┌─ DATASET EXTRACT
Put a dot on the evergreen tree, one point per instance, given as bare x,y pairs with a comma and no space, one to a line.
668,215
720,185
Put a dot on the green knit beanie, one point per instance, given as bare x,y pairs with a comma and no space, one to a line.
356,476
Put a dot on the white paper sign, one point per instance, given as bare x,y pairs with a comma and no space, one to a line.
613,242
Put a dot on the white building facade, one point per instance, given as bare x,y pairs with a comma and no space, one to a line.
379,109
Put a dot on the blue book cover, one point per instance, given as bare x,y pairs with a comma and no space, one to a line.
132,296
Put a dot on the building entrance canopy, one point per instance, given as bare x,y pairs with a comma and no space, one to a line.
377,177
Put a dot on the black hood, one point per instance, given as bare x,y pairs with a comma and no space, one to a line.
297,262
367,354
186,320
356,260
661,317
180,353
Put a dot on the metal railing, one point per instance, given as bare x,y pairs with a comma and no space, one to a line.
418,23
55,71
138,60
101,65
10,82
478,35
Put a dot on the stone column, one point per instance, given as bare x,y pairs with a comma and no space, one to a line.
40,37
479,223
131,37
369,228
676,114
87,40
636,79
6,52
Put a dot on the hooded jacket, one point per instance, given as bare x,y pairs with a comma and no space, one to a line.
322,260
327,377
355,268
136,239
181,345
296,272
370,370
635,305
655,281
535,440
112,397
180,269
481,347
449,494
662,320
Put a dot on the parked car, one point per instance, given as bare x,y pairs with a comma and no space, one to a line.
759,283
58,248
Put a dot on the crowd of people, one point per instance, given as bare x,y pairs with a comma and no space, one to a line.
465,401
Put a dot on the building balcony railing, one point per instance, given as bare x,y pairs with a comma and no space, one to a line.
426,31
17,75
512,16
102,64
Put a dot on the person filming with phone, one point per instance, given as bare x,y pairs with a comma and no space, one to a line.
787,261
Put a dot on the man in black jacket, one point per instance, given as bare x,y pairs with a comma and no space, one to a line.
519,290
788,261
└─
## PROBLEM REQUIREMENTS
Give back the material exactly as it is shown above.

## YOUR SOLUTION
Put a dot on the evergreen tree, one point per instance, given as bare x,y pairs with a comma and no space, one to a line.
668,215
720,185
Put a dot on the green knit beanie, one point per instance, given as bare x,y pairs with a comma and no space, one to a line.
356,476
Put a dot on the white paper sign, one point per instance, given as bare x,y pairs with a comma and no space, one to a line.
613,242
Put a dot on the white building facade, one point per instance, given as bare x,y pairs with a comma and no space, one to a line.
379,109
Put a dot on the blue book cover, one point per instance, given as bare x,y pairs with a comma and no space, one to a line.
132,296
Put a dot on the building entrance canopy, one point per instance, given as bare x,y pairs with a comma and no space, one to a line.
377,177
Put a dot on the black hood, one point per instance, given as bare x,y pairs with a comma and no space, one to a line.
297,262
367,354
186,320
356,260
661,317
180,353
Put a dot on the metal railing, one point per instance, given as bare x,y pairs with a comma and no space, one to a line.
418,23
55,71
138,60
101,65
10,82
478,35
Put a dot on the stone column, one point per instance, given as bare x,y pairs with a comma and no space, one to a line.
40,37
479,223
131,37
369,228
676,114
87,40
636,79
6,52
Put a dot on the hooded jacket, one point per instance, given as bare x,y pairs with a comma and no space, one to a line.
322,260
327,377
355,268
136,239
181,345
296,272
370,370
635,305
655,281
535,440
112,397
180,269
481,347
449,494
662,320
Put a dot on the parked car, one point per instance, given as bare x,y pairs with a comma and no space, one to a line.
759,283
58,248
Put a dot on the crowd of people, one point per instance, given as bare x,y pairs with a comma and no space, one to a line.
465,401
Put a dot on the building balcony railing, one point per instance, given as bare x,y pairs with a comma and no space, one to a line.
426,31
17,75
512,16
102,64
Put a dot on the person filming with phone, one point per instance, given as bare x,y pairs with a comma and no space, one to a line.
787,261
Put a dot on the man in black jacket, one point per instance, given as bare x,y pairs with a comma and no space, one to a line.
519,290
788,261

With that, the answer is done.